(Dataset entries Opens)
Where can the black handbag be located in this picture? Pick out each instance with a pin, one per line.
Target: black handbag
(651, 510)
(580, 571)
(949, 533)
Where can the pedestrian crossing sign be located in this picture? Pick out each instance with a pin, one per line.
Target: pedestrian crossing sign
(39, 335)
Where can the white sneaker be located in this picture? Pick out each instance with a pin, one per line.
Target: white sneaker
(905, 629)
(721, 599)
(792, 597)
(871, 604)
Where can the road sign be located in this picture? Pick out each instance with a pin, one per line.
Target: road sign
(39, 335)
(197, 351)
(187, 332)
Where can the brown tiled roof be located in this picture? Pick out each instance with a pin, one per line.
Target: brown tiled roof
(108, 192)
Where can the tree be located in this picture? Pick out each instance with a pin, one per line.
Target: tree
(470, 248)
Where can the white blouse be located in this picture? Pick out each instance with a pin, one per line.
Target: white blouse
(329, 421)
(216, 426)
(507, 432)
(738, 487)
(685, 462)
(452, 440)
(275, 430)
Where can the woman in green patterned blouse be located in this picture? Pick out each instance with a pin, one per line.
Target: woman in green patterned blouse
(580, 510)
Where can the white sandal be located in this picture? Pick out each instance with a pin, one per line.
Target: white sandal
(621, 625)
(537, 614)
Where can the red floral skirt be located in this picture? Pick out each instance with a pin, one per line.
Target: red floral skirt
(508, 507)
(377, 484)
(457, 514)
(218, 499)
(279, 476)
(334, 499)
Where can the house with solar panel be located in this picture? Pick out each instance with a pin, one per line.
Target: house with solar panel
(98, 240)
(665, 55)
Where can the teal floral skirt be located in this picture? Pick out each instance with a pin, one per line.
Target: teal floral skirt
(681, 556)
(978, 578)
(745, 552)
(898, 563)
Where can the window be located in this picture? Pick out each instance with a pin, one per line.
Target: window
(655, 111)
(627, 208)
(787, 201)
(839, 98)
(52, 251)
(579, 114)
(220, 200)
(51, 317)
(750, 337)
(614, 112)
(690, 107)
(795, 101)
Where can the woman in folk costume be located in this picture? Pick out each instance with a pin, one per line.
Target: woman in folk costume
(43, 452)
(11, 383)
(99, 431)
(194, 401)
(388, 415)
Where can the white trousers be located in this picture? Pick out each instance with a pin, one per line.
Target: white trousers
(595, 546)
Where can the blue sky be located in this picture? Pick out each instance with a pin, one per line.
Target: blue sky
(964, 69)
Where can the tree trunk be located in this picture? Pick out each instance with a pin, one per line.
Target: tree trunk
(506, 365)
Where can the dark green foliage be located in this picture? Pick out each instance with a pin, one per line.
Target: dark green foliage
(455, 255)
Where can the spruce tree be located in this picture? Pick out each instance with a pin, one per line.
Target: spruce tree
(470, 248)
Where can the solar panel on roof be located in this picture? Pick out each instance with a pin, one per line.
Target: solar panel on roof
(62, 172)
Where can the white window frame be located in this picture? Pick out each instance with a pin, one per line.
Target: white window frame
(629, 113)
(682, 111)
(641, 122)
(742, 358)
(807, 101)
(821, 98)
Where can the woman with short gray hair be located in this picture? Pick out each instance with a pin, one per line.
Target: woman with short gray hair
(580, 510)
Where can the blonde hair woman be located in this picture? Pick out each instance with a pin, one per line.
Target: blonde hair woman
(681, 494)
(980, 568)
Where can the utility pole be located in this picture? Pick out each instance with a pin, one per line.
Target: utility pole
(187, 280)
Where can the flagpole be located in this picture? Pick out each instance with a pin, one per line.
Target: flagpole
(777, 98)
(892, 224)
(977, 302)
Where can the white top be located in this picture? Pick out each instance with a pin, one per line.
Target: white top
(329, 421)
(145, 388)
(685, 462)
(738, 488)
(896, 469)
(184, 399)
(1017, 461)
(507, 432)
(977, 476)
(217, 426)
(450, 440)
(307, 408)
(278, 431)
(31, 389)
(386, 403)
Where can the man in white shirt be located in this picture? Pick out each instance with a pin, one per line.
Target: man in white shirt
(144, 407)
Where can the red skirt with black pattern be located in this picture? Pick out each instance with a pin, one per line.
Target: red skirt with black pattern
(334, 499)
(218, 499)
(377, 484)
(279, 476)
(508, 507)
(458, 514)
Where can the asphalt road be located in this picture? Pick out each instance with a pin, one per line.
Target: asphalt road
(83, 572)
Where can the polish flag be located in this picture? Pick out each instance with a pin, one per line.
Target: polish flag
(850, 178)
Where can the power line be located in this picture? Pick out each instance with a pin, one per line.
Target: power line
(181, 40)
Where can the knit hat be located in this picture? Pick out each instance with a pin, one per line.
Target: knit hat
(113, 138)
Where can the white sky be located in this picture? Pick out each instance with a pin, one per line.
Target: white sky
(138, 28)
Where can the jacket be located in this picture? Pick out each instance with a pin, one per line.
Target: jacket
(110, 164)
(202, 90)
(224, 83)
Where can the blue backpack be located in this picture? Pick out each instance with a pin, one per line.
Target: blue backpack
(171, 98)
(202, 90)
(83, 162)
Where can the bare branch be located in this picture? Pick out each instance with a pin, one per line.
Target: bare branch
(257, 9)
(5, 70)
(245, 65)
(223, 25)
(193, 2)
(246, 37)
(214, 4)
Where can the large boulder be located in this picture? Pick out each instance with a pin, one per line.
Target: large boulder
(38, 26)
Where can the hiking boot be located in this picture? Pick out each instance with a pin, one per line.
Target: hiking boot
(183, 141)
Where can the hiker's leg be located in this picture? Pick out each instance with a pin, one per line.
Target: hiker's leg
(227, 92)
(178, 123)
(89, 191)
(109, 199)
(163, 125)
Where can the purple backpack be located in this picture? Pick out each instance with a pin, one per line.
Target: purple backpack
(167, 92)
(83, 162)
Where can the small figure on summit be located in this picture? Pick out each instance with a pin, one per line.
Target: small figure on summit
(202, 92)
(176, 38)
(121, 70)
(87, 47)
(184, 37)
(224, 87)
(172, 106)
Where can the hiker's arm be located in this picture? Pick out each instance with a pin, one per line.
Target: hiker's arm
(Dataset entries Closes)
Repeat all of the records verbatim, leaving nothing out.

Where can the black handbag be located in this picture? Pick out each instance with a pin, one per line.
Target: black handbag
(651, 510)
(580, 571)
(949, 533)
Where can the pedestrian crossing sign be located in this picture? Pick out each instance with a pin, one per line.
Target: pedestrian crossing sign
(39, 335)
Where can the white sneaker be located in this picture? Pick out each instance with a pin, one per line.
Target: white sneaker
(905, 629)
(721, 599)
(792, 597)
(871, 604)
Where can the road sign be located in this picture? Pick out each instance with a pin, one per line.
Target: road sign
(39, 335)
(197, 351)
(187, 332)
Where can the brown tiled roof be located in this picture? Pick out each instance with a pin, one per line.
Target: brown tiled roof
(108, 192)
Where can the tree be located in this picture? Pick out each instance with a pin, one per line.
Target: tree
(470, 248)
Where can the white blouse be located in this picture? Pick out each instance with a pin, one per line.
Target: white blouse
(329, 421)
(216, 426)
(507, 432)
(738, 487)
(685, 462)
(452, 440)
(275, 430)
Where can the woman in green patterned blouse be located in this picture? Pick out each instance with a pin, one per line.
Target: woman in green patterned blouse
(580, 510)
Where can the white sandal be located in this picture? Pick out each instance with a pin, one per line.
Target: white sandal
(621, 625)
(537, 614)
Where can the red floral skirt be located in this picture? Pick out each instance with a pin, one per line.
Target: red floral skirt
(508, 507)
(377, 484)
(457, 514)
(218, 499)
(279, 476)
(334, 499)
Where can the house with solar panel be located in this picture? Pick out each instance with a pin, one per line.
Target: house with solar panel
(98, 240)
(665, 55)
Where can the teal floral skirt be located in this picture? Pick out each instance with a pin, one per line.
Target: teal floral skirt
(681, 556)
(978, 578)
(745, 552)
(898, 563)
Where can the window be located in this picture? Pick out each instance with a pin, one per line.
Target: window
(655, 111)
(627, 208)
(787, 201)
(839, 98)
(52, 251)
(579, 114)
(220, 200)
(51, 317)
(750, 337)
(614, 112)
(690, 107)
(795, 101)
Where can the woman in folk costume be located in this picture? Pick out each instance with a pin, one per line.
Target: woman in folk costume
(43, 452)
(11, 383)
(99, 431)
(194, 401)
(388, 415)
Where can the white trousers be located in this picture? Pick out each instance with a pin, one per line.
Target: white trousers
(595, 546)
Where can the blue sky be located in this picture? Pick out each instance with a pin, one per line.
Target: blue sky
(964, 69)
Where can the tree trunk be located in this picture? Pick out each instance with a pin, one per line.
Target: tree trunk
(506, 365)
Where can the dark green foliage be located in this picture? Pick out each instance with a pin, one per line.
Target: dark green foliage
(455, 255)
Where can the spruce tree be located in this picture? Pick out each instance with a pin, one per line.
Target: spruce tree
(470, 248)
Where can the solar panel on roof be located in this picture? Pick out each instance with a pin, one per line.
Target: solar panel on roof
(62, 172)
Where can the white window frame be located in this picture? Pick out each instance with a pin, one per line.
Target: white window frame
(629, 113)
(682, 111)
(641, 122)
(742, 358)
(807, 101)
(821, 98)
Where can the woman with short gray hair be located in this picture? Pick out each instance with a pin, one per line.
Target: woman with short gray hair
(580, 510)
Where can the blonde hair woman be located in this picture? Pick out each instance with a pin, one per line.
Target: blonde hair woman
(681, 494)
(980, 568)
Where can the utility pole be located in this picture? Pick out each instance with a pin, one per line.
Target: utility pole
(187, 280)
Where can the flagpole be located in this picture? Pick out each instance with a pin, one per line.
Target: flagpole
(777, 98)
(892, 224)
(977, 302)
Where can the white top be located in this picture? Pick out each instance with a pin, one per line.
Target: white top
(329, 421)
(145, 388)
(685, 462)
(738, 488)
(896, 469)
(184, 399)
(1017, 461)
(507, 432)
(977, 476)
(217, 426)
(450, 440)
(307, 408)
(278, 431)
(31, 389)
(386, 403)
Where can the man in white shirt be located in this picture? Pick out each instance with a pin, one per line.
Target: man in white shirt
(144, 407)
Where can the red skirt with black pattern be located in this picture? Pick out each instance with a pin, one per line.
Target: red skirt with black pattern
(334, 499)
(218, 499)
(377, 484)
(279, 476)
(508, 507)
(458, 514)
Where can the asphalt road be located in this picture? Pick out each instance with a pin, one per line.
Target: asphalt road
(83, 572)
Where can the polish flag be located in this picture? Pick out each instance with a pin, one per line.
Target: polish flag
(850, 178)
Where can the power line be located in this picture? Pick out each instance with a pin, one per line.
Target: power line
(181, 40)
Where can the knit hat be located in this picture? Pick out each instance with a pin, one per line.
Target: knit hat
(113, 138)
Where can the white sky be located in this picture? Pick out each instance with a pin, one per line.
Target: white sky
(138, 28)
Where can the jacket be located in this picture? Pick out each instance with a pin, one per line.
Target: jacket
(110, 164)
(202, 90)
(224, 83)
Where can the blue backpack be located in this picture? Pick out each instance with a pin, one per line.
Target: blue backpack
(171, 98)
(202, 90)
(83, 162)
Where can the bare branch be located in this picture? Pick out each instance with a pin, one per line.
Target: bare branch
(257, 9)
(5, 70)
(245, 65)
(223, 25)
(193, 2)
(246, 37)
(214, 4)
Where can the large boulder be located in this picture? Pick out each instance with a pin, one per line.
Target: large boulder
(38, 26)
Where can the hiking boot be located in this picture? Pick out each instance with a pin, one per line.
Target: hiking boot
(183, 141)
Where can the hiker's leg be located in this picture? Pick out each instance with a pin, one per line.
Target: hiker's leg
(227, 92)
(178, 123)
(89, 191)
(109, 199)
(163, 125)
Where can the purple backpack be located in this picture? Pick out each instance with a pin, one per line.
Target: purple backpack
(167, 92)
(83, 162)
Where can the small figure on summit be located in this picture? Pick out each instance with a pin, one per line.
Target: small figure on summit
(202, 92)
(176, 38)
(121, 70)
(87, 47)
(184, 37)
(224, 87)
(172, 106)
Where can the hiker's arm be located in this picture? Pick out each instance with a pin, one per line.
Target: hiker's arm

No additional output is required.